* **A run of items**
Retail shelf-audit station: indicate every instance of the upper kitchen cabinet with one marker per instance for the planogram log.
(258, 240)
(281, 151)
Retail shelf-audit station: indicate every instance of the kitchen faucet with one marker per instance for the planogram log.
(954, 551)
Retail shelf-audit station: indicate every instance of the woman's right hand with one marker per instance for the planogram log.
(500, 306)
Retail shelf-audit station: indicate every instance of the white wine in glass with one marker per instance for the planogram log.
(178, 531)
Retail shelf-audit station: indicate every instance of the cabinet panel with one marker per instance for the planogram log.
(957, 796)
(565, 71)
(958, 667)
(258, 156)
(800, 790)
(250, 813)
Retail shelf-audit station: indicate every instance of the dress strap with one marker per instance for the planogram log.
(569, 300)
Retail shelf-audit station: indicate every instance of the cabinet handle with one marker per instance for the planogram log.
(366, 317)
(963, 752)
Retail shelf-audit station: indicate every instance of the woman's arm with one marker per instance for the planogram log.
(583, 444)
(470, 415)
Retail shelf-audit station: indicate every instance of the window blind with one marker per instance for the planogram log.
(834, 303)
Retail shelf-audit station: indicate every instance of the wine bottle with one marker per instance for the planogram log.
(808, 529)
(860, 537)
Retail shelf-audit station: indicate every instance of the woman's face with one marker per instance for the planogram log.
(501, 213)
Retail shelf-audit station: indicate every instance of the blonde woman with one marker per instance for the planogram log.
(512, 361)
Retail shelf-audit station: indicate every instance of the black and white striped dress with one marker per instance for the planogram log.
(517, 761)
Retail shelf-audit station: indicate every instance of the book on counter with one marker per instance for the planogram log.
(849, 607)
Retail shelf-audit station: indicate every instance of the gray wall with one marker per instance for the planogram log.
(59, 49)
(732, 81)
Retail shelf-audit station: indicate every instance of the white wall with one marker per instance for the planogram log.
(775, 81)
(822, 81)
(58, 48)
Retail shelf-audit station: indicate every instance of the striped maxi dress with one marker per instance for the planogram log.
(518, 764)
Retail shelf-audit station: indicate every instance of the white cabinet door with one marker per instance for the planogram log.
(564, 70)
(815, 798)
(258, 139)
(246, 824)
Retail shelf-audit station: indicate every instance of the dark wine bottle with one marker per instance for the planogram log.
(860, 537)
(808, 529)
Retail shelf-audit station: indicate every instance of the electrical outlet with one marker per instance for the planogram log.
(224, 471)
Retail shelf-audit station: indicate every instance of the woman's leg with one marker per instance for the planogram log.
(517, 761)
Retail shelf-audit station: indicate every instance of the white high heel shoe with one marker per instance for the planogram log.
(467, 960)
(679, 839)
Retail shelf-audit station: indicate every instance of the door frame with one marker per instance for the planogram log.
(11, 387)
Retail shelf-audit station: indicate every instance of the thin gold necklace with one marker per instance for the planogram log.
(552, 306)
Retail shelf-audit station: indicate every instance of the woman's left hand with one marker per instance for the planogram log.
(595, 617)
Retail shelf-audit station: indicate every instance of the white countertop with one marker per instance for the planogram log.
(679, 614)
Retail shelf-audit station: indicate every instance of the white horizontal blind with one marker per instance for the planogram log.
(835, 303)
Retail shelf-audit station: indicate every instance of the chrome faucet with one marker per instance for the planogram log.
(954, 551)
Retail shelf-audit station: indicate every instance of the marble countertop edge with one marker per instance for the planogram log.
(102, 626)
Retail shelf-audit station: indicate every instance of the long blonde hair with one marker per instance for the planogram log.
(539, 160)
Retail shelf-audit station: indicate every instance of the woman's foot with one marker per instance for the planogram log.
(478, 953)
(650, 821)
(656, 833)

* **Set exercise**
Copy out the items word for word, beginning with the line that contains "Retail shelf-audit station: indicate every instance of the long" and continuing through the last line of the items.

* **Task answer**
Retail shelf-audit station: indicate every instance of the long blonde hair with one marker per instance for the planogram log.
(539, 160)
Retail shelf-audit station: indicate every instance of the woman's foot with one marker per instance for the planogram log.
(478, 953)
(650, 821)
(656, 833)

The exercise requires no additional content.